== Set task ==
Return every line of the material below that contains the string "flame".

== Supplied material ==
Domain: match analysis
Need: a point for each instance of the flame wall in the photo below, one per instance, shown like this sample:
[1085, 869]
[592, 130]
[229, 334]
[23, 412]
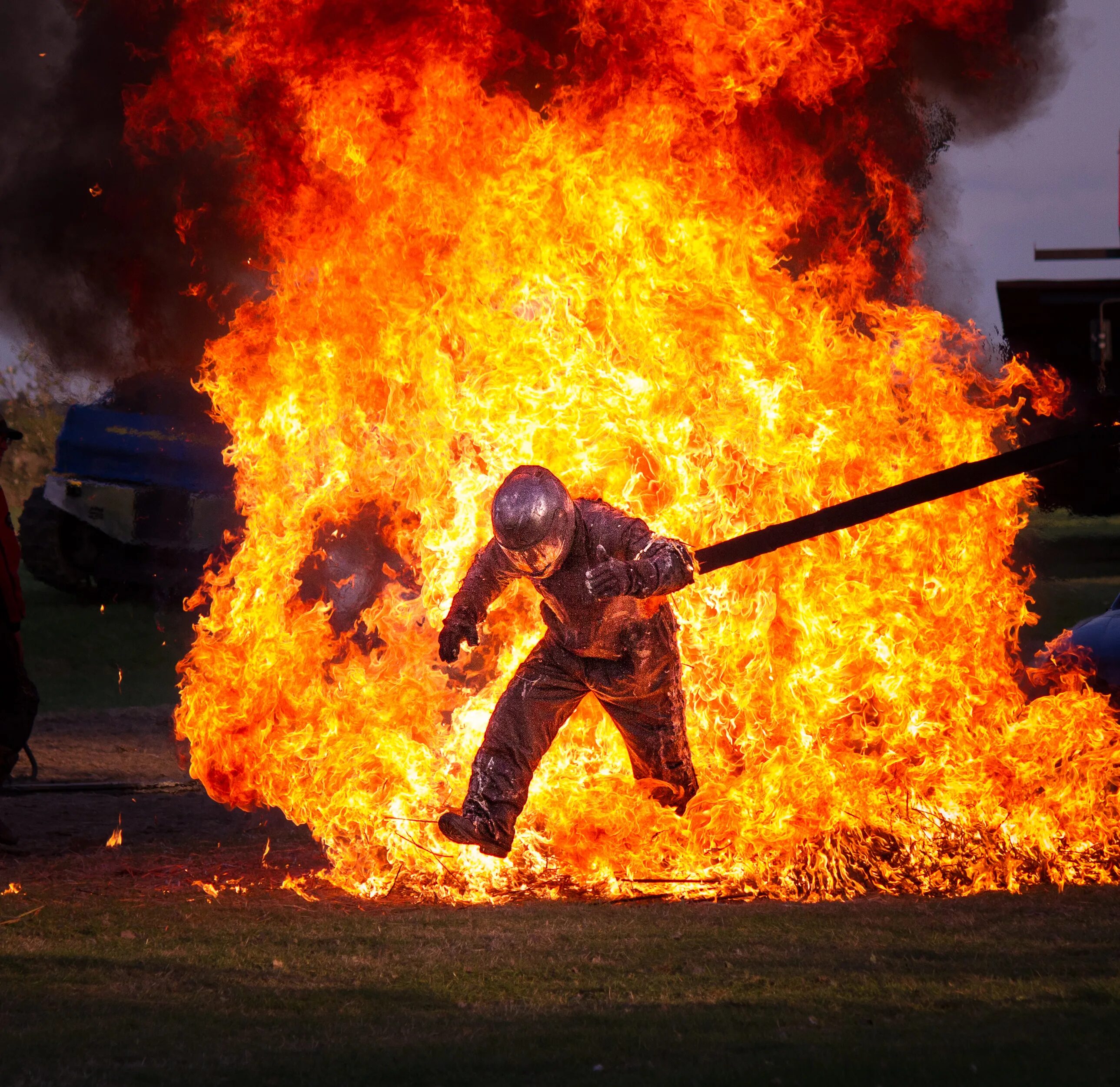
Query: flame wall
[685, 284]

== Exercise output ==
Need: a point for each instance of the flame wall in the photo below, one per instance, shown like this sample:
Query: flame wall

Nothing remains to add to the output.